— Passage to read —
* * * * *

Editor's Choice

Doctors: still disorganised but still trusted

BMJ 2001; 322 doi: https://doi.org/10.1136/bmj.322.7288.0 (Published 24 March 2001) Cite this as: BMJ 2001;322:0

Last week I received a letter from a 9 year old boy who said he'd always wanted to be a doctor but now wasn't sure because he read so many bad stories about doctors. What did I advise? I answered that to become a doctor was still one of life's greatest privileges, and I tried to explain why. But to read this week's BMJ is to read about a great profession struggling to find its way in the modern world.

Not that it's new. “One thing is certain,” wrote Centurion to the BMJ 100 years ago, “that Conservatives, Liberals, Radicals, anti-Boers and pro-Boers, millionaires and working men … are all agreed on one point, namely to exploit the medical profession to the utmost … and to laugh in their sleeves when referring to ‘the noble profession’ … which … receives a beggarly pittance” (p 715). Regaining his breath after his 113 word sentence, Centurion regrets that the profession is “an unorganised mob” and calls for effective reform. One of the great secretaries of the BMA, Derek Stevenson, whose obituary appears on p 738, lived through umpteen such battles, “including an uprising against the reform of the General Medical Council.”

Forty years on that battle is continuing, and Steve Dewar and Belinda Finlayson examine the council's current proposals for reform (p 689). They find them confused and regret that the council has been timid when boldness is required. “We need,” they write, “answers to the fundamental question of why the medical profession has such difficulty overcoming a tendency to internal disagreement and stasis.”

* * * * *

— Records supplied —
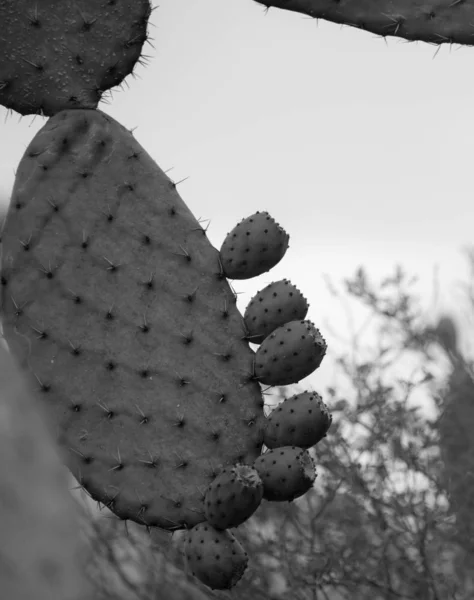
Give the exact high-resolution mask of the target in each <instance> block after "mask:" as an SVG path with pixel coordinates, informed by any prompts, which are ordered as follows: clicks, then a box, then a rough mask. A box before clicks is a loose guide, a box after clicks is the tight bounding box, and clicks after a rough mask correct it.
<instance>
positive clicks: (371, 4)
mask: <svg viewBox="0 0 474 600" xmlns="http://www.w3.org/2000/svg"><path fill="white" fill-rule="evenodd" d="M257 2H259V3H260V4H262V5H263V6H265V7H266V9H267V10H268V9H269V8H270V7H275V8H283V9H285V10H291V11H295V12H299V13H303V14H306V15H309V16H311V17H313V18H314V19H324V20H326V21H330V22H333V23H338V24H343V25H349V26H350V27H357V28H359V29H364V30H366V31H370V32H371V33H376V34H377V35H380V36H383V37H386V36H395V37H400V38H404V39H406V40H411V41H416V40H419V41H423V42H429V43H430V44H464V45H467V46H472V45H473V39H474V38H473V34H474V25H473V23H474V3H473V2H471V1H469V0H421V1H417V2H415V1H414V0H257Z"/></svg>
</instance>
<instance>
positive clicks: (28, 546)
mask: <svg viewBox="0 0 474 600" xmlns="http://www.w3.org/2000/svg"><path fill="white" fill-rule="evenodd" d="M68 483H69V482H68V478H67V477H66V473H65V471H64V467H63V466H62V465H61V462H60V459H59V456H58V452H57V450H56V448H55V447H54V444H53V442H52V440H51V437H50V431H49V430H48V427H46V426H45V423H44V420H43V418H42V415H41V413H40V411H39V407H38V406H36V404H35V403H34V402H33V400H32V398H31V395H30V390H29V389H28V388H27V386H26V385H25V382H24V381H23V378H22V375H21V373H20V371H19V369H18V368H17V366H16V364H15V362H14V361H13V359H12V357H11V356H9V354H8V352H7V351H6V350H5V348H4V347H3V345H1V346H0V531H1V534H0V557H1V558H0V589H1V594H0V595H1V597H2V598H5V600H6V599H7V598H8V599H9V600H31V598H35V600H86V598H91V596H90V593H91V590H90V589H89V586H88V585H87V583H86V581H85V575H84V572H83V571H82V566H83V564H82V563H83V559H84V555H83V553H84V551H85V550H86V549H85V547H83V546H82V543H81V540H80V537H79V535H78V530H79V519H78V515H77V513H76V510H75V509H77V507H76V506H75V505H74V501H73V499H72V498H71V496H70V494H69V492H68Z"/></svg>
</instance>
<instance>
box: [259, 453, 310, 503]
mask: <svg viewBox="0 0 474 600" xmlns="http://www.w3.org/2000/svg"><path fill="white" fill-rule="evenodd" d="M254 467H255V469H256V470H257V471H258V474H259V475H260V478H261V480H262V481H263V497H264V498H265V500H271V501H273V502H291V501H292V500H295V498H299V497H300V496H303V494H306V492H307V491H308V490H310V489H311V488H312V487H313V484H314V481H315V479H316V469H315V466H314V462H313V459H312V458H311V456H310V455H309V453H308V451H307V450H303V449H302V448H297V447H295V446H285V447H283V448H278V449H277V450H268V451H267V452H265V453H264V454H262V455H261V456H259V457H258V458H257V460H256V461H255V463H254Z"/></svg>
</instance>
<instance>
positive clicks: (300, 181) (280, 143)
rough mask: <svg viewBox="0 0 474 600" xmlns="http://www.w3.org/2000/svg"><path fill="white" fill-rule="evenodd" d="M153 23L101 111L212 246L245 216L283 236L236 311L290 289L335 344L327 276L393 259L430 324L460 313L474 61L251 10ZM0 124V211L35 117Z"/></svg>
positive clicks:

* * * * *

— Work task A —
According to the editorial, who examine the General Medical Council's current proposals for reform?
— Work task B —
Please rewrite the part of the editorial that opens with the words containing "Editor's Choice" and closes with "the modern world.", swapping "privileges" for "honors".

— Worked solution A —
Steve Dewar and Belinda Finlayson.

— Worked solution B —
Editor's Choice

Doctors: still disorganised but still trusted

BMJ 2001; 322 doi: https://doi.org/10.1136/bmj.322.7288.0 (Published 24 March 2001) Cite this as: BMJ 2001;322:0

Last week I received a letter from a 9 year old boy who said he'd always wanted to be a doctor but now wasn't sure because he read so many bad stories about doctors. What did I advise? I answered that to become a doctor was still one of life's greatest honors, and I tried to explain why. But to read this week's BMJ is to read about a great profession struggling to find its way in the modern world.